### Your objective
Render all of these lines as a two-column CSV with the headers request and points, one row per request. Put the request text in the first field and its answer in the second, quote each field, and replace line breaks with spaces.

==== Input records

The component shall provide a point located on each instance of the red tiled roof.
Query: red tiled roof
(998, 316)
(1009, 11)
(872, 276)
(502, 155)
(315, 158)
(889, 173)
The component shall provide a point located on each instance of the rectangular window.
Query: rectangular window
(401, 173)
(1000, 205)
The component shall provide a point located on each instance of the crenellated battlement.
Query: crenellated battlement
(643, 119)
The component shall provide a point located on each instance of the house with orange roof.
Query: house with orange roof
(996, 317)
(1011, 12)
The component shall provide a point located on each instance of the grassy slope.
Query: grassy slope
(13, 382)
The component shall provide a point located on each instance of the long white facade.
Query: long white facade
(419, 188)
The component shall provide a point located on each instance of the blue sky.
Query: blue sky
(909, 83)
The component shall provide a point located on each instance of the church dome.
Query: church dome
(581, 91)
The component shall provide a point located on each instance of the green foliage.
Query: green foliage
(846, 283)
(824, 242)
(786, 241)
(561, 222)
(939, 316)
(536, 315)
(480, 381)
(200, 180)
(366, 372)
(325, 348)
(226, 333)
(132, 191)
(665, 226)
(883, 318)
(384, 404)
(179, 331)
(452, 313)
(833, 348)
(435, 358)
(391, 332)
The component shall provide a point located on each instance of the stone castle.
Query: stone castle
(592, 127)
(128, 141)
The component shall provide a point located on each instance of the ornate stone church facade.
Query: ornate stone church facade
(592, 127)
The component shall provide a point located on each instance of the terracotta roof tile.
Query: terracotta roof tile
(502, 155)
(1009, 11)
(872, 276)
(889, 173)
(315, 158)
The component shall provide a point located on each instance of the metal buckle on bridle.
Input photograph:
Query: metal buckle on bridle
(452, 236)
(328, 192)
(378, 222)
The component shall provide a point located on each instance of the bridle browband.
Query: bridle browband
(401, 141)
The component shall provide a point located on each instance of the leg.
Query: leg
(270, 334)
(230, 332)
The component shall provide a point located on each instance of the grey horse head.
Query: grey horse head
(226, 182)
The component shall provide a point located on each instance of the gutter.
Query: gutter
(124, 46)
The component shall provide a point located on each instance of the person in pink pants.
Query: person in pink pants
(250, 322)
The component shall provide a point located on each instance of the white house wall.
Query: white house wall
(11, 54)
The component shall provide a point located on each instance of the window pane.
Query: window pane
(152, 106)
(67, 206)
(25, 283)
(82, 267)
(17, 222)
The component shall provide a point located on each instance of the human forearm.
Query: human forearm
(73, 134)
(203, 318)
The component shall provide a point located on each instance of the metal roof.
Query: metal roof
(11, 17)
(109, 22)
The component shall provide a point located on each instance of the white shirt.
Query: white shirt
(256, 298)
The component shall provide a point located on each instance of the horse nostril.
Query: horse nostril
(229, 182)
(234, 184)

========

### Task answer
request,points
"The component shall provide a point located on each instance of the red tiled roof. Query: red tiled roof","(998, 316) (1009, 11) (872, 276) (502, 155) (315, 158) (889, 173)"
"The component shall provide a point located on each instance of the rectangular window. Query: rectangular window","(401, 173) (1000, 205)"
"The component shall provide a point located on each instance of the crenellated battlement. Query: crenellated battlement","(643, 119)"
"The component shall provide a point located on each instance of the house with orange roof. Query: house with orange roof","(996, 317) (1011, 12)"
"The component shall provide a point located on each instance of the grassy slope. Query: grassy slope","(13, 382)"
"The component shall provide a point located on each instance of the long white facade. Query: long white facade","(419, 188)"
"The component shall provide a point located on each instance of the blue sky. Query: blue sky","(909, 83)"
"The component shall provide a point located on each instance of the church dome. Query: church dome","(581, 91)"
"The component shall provide a point located on each instance of the green foliage. Query: green foliage","(846, 283) (824, 242) (786, 241) (561, 222) (939, 316) (536, 315) (480, 381) (200, 180) (366, 372) (325, 348) (226, 333) (132, 191) (665, 226) (883, 318) (384, 404) (179, 331) (452, 313) (833, 348) (435, 358) (391, 332)"
"The component shall provide a point located on each instance of the stone castle. Query: stone castle","(592, 127) (128, 141)"
"The component shall provide a point located on each instance of the ornate stone church facade. Query: ornate stone church facade","(592, 127)"
"The component shall provide a point located on each instance of the terracotta roof tile. Query: terracotta roof tile","(502, 155) (1009, 11) (872, 276) (889, 173) (315, 158)"
"The component shall provide a point located on each instance of the metal buckle on bridle. Input photograph: Query: metal buckle on bridle","(452, 236) (328, 192) (378, 222)"
"The component shall provide a point located on each instance of the bridle browband. Query: bridle browband","(401, 141)"
"The component shall provide a point located on each instance of the leg. Query: leg","(270, 334) (230, 332)"
"The component shall provide a point located on each instance of the grey horse head. Query: grey horse head","(226, 182)"
"The component shall provide a point located on each instance of the gutter. Query: gutter","(124, 46)"
"The component shall provide a point located on each instance of the person in pink pants. Query: person in pink pants","(250, 322)"
"The component shall provide a point located on each instance of the white house wall. Query: white house wall","(11, 54)"
"The component shall provide a point located on each instance of the window pane. Query: window pane","(152, 106) (67, 206) (25, 283) (82, 267) (17, 222)"
"The component shall provide a point located on each instance of the human forearm. Query: human forearm","(73, 134) (203, 318)"
"The component shall provide a point located on each instance of the metal roof. Query: metal roof","(11, 17) (109, 22)"
"The component shall provide a point located on each instance of the white shirt. Query: white shirt","(256, 298)"
"The component shall provide a point located on each instance of the horse nostril. Query: horse nostril","(229, 182) (234, 184)"